[Stored dataset items]
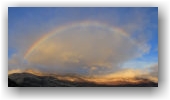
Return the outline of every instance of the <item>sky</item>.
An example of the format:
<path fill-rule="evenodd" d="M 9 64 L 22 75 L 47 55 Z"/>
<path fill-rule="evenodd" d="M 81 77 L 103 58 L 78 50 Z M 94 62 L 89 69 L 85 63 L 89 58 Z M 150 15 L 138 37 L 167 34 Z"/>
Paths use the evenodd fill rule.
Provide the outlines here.
<path fill-rule="evenodd" d="M 158 8 L 9 7 L 8 70 L 28 68 L 157 77 Z"/>

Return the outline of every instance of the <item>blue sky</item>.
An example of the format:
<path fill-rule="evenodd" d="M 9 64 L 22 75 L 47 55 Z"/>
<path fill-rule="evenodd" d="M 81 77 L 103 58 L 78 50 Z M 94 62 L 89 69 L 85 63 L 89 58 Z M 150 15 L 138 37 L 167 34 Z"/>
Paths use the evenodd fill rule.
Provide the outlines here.
<path fill-rule="evenodd" d="M 128 63 L 158 63 L 157 7 L 9 7 L 8 59 L 12 59 L 13 55 L 18 55 L 21 59 L 38 38 L 56 27 L 87 20 L 119 27 L 137 42 L 146 44 L 150 48 L 147 53 L 131 59 Z"/>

• Task prompt:
Reproduce the part of the rows that opens at the start and closes with the line containing "28 68 L 157", switching "instance" to "occurrence" and keeping all else unchanged. Leave the pictures out.

• Answer:
Return the outline of every occurrence of the <item>sky</item>.
An example of the format:
<path fill-rule="evenodd" d="M 9 64 L 22 75 L 47 55 Z"/>
<path fill-rule="evenodd" d="M 81 77 L 103 58 L 78 50 Z M 94 62 L 89 69 L 85 63 L 89 58 Z M 150 15 L 138 37 L 167 34 Z"/>
Paths use the evenodd fill rule.
Provide the outlines here.
<path fill-rule="evenodd" d="M 158 8 L 9 7 L 8 70 L 28 68 L 157 77 Z"/>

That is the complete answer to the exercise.